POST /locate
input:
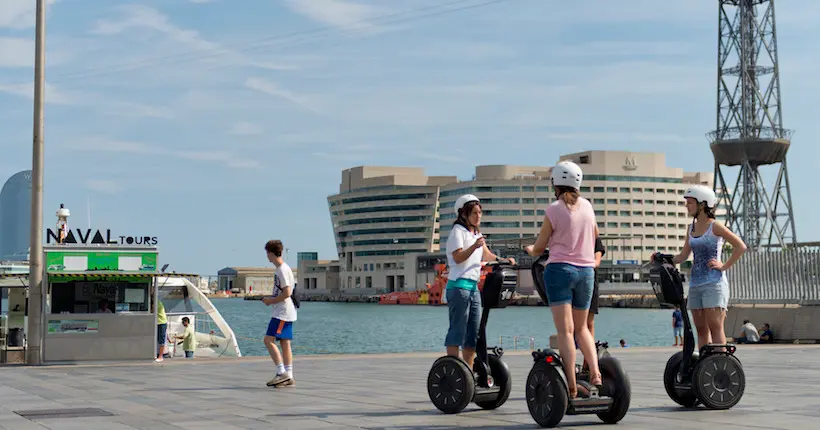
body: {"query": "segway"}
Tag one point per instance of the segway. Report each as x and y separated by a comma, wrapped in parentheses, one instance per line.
(547, 390)
(713, 376)
(451, 384)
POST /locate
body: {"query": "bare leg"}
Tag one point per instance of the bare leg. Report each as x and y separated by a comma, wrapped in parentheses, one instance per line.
(564, 326)
(452, 350)
(714, 320)
(469, 356)
(591, 326)
(270, 342)
(587, 343)
(704, 335)
(287, 354)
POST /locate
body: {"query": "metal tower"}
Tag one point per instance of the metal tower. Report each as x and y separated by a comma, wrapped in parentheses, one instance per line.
(750, 131)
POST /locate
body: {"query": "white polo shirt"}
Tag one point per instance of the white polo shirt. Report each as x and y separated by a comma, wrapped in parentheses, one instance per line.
(470, 268)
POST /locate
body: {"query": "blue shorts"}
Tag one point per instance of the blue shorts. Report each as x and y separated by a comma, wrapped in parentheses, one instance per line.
(464, 307)
(280, 329)
(162, 334)
(714, 295)
(566, 283)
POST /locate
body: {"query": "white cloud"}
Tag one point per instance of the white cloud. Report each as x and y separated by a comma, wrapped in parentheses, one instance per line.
(138, 18)
(244, 128)
(270, 88)
(106, 186)
(100, 103)
(16, 52)
(99, 144)
(20, 14)
(345, 14)
(52, 95)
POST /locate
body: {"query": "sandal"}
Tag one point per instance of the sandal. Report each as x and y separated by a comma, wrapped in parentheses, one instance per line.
(596, 380)
(585, 390)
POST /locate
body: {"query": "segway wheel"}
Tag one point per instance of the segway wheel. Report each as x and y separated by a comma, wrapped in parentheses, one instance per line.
(616, 385)
(501, 378)
(719, 381)
(450, 385)
(685, 398)
(547, 396)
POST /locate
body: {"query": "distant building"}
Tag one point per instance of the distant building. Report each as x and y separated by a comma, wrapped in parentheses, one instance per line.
(15, 217)
(388, 221)
(306, 256)
(248, 280)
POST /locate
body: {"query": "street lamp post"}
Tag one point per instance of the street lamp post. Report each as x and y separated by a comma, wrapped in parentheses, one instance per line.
(34, 350)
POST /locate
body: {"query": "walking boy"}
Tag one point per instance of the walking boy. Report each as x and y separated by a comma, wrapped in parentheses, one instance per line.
(283, 314)
(188, 338)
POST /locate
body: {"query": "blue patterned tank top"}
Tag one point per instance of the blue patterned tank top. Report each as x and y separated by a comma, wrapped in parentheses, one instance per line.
(705, 247)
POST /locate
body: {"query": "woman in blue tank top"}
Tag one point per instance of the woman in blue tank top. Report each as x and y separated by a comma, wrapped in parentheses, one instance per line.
(708, 288)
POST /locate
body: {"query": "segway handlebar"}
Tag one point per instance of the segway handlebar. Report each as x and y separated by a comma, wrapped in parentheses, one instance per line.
(500, 262)
(663, 258)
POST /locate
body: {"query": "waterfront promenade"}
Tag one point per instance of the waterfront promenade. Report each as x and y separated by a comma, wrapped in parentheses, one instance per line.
(373, 392)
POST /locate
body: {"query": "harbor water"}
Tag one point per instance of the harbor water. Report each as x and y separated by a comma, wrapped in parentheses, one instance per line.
(354, 328)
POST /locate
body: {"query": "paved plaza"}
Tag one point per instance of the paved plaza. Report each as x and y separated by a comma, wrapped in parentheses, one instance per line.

|---|

**Your objective**
Leave the pictures out and print the records above exactly as they stand.

**Response for this exercise**
POST /locate
input:
body: {"query": "segway"}
Tag one point per instance of the segway. Report each as x and y separated by a comma, wrapped in parentheses, one instance per line.
(547, 390)
(713, 376)
(451, 384)
POST /locate
body: {"query": "bare leg"}
Tag one point per instance of the bare leg. Report each as x and y separated by a comma, wrapped in parentheses, one instance per line.
(564, 326)
(452, 350)
(714, 320)
(469, 356)
(591, 326)
(270, 342)
(587, 343)
(704, 335)
(287, 354)
POST /locate
body: {"query": "metal tower"}
Tag one point per instance of the metal tower. Report each as x and y separated by a comma, wrapped in parentheses, one instance per line.
(750, 131)
POST /locate
body: {"query": "white polo shirt"}
Tag one point per instance of the white polo shirt. Report each as x and y separated by a comma, wrapped in parentheses, one instance per line.
(470, 268)
POST /locate
body: {"query": "blue shorts"}
Tag one point per instance of the blue shorts. Report each as x and y separated by a comma, wrapped in parentheses, one instance per line.
(464, 307)
(280, 329)
(162, 334)
(714, 295)
(566, 283)
POST /locate
body: {"query": "white cloud"}
Tag one point per instance of the white cloud. Report each as x and y separated by a comma, wrapped in parentheses, one instance per line.
(138, 18)
(244, 128)
(270, 88)
(106, 186)
(100, 103)
(16, 52)
(99, 144)
(20, 14)
(345, 14)
(52, 95)
POST /locate
body: {"query": "sandal"}
Tag one point per instance of the sandal. Report each as x and y separated by a comma, wrapped in parentheses, one instance per line.
(596, 380)
(585, 390)
POST /locate
body: {"query": "segway wheel"}
Tag one point per instance of the segway wheel. Report each as x and y separated by a comma, wrapped in parentheses, one instance per line.
(616, 385)
(501, 378)
(719, 381)
(450, 385)
(685, 398)
(547, 396)
POST /locate
body: {"query": "distant building"}
Tag one point per instance of the distant building. Report each as x and y separated by a comma, wrapped in parentheses, one instance per line.
(15, 217)
(388, 221)
(306, 256)
(248, 280)
POST /locate
body: {"query": "street lamp post"}
Tag one point per instance of the street lamp post. Report each as x and y separated by a comma, wrapped in parentheses, one instance per line.
(34, 350)
POST /locate
body: {"query": "walking boy"}
Tag one point per instance of the walking boy. Report each as x and y separated by a comma, wrapped in parentheses, one instance per line.
(283, 314)
(188, 338)
POST /locate
body: {"query": "blue patterned tank top"}
Tag one point per instance of the blue patterned tank top. Report each as x and y separated by a comma, wrapped in parentheses, one instance per line.
(705, 247)
POST /locate
body: {"query": "woman in blue tank top"}
Tag one point per instance of the woman in blue tank top. Report each as x and y separated by a comma, wrapped in parentheses, one instance per line.
(708, 288)
POST /locate
body: {"query": "segway handlebar"}
Tag one point per instance of the segway handlebar. Report each as x and y separated by a comma, wrapped in parentheses, one instance per line.
(500, 262)
(663, 258)
POST /locate
body: {"query": "waterfront promenade"}
Tag one point per instance of the waterfront promenade. Report each as x and y separated by a comma, wrapped in parentheses, one instance per line.
(373, 392)
POST /locate
body: {"query": "harbor water"}
Tag one point per instance of the harbor water. Report each as x and y separated by a comma, wrapped in parentheses, one instance per line.
(354, 328)
POST /locate
body: {"query": "paved plaza"}
Tag one point per instance of the paved plaza. Report each as x and y separated by a comma, wrapped in parentheses, one instance per line.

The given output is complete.